__Exercise goal__.
Exactly as written, give back every record below.

Items from a dataset:
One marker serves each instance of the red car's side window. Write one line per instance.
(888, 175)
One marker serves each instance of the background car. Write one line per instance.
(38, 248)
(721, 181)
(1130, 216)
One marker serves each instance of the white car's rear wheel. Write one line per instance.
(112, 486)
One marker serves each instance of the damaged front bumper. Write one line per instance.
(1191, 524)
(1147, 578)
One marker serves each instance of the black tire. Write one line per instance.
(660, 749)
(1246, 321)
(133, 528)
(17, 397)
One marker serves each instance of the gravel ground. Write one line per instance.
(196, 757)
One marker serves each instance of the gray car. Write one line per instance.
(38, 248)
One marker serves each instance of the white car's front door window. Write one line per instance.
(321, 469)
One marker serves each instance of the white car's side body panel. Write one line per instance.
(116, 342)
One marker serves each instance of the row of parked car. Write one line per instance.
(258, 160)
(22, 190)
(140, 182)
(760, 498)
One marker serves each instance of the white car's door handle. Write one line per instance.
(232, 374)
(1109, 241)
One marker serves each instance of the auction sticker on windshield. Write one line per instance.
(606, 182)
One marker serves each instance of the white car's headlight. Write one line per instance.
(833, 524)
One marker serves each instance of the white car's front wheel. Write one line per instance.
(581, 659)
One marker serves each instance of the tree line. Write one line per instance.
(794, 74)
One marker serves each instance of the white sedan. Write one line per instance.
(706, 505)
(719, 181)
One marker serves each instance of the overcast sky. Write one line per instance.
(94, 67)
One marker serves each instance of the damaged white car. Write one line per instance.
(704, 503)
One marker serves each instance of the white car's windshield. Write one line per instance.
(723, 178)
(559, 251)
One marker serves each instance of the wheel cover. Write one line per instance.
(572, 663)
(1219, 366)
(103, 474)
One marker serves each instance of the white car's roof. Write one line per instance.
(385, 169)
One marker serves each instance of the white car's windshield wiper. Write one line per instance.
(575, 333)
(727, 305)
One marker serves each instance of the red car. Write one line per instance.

__Result for this task__.
One marker serves each instance of the red car's side window. Write one line per instance.
(888, 175)
One marker serves each instance of the background car. Write one line per instance.
(38, 248)
(721, 181)
(1130, 216)
One marker serves each instance of the white car's rear wheel. Write one line per instance.
(112, 486)
One marker serves each instance of the damaged front bumper. Write one line per instance.
(1191, 524)
(1147, 578)
One marker serves each instance of the black tire. Write one line per instance.
(660, 749)
(1246, 321)
(133, 528)
(17, 397)
One marker serves each instance of the gravel ground. Write one line per instance.
(196, 757)
One marker serves each instance of the gray car. Write one line per instance.
(38, 248)
One marker serves each instance of the white car's front door window. Write one line per instance.
(321, 469)
One marker serves each instance of the white car's side body panel. Write one line per instance.
(116, 342)
One marker serves each instance of the row of parked car. Write one line per instance.
(258, 160)
(22, 190)
(140, 182)
(760, 498)
One marker serves each instance of the white car's door handle. Write one line per instance.
(232, 374)
(1109, 241)
One marker serves each instance of the auction sticker on windshield. Write one line per instance.
(606, 182)
One marker serves each instance of the white car's headlight. Write one line per instance.
(833, 524)
One marker serves each instance of the white car's front wheel. Write one line per instance.
(581, 659)
One marker serves each instance of the tree line. Write one line per instance.
(794, 74)
One marker serves each instance of the white sedan. Write one line per instance.
(706, 505)
(719, 181)
One marker serves each instance of the overcast sky. Write one line per instance.
(94, 67)
One marker serves each instance of the damaged white car. Write one line per instance.
(704, 503)
One marker serves each instance of the white car's windshield. Write one line per instance.
(723, 178)
(559, 251)
One marker serves each instance of the wheel cover. Write one line per instance.
(572, 663)
(1219, 366)
(103, 474)
One marker serves each instance of the white car's roof. Write one line per instance.
(385, 169)
One marker serves each instance of the white car's windshield wiper. Write one line per instance.
(575, 333)
(727, 305)
One marker serves each instance of the red car. Write one line per instance.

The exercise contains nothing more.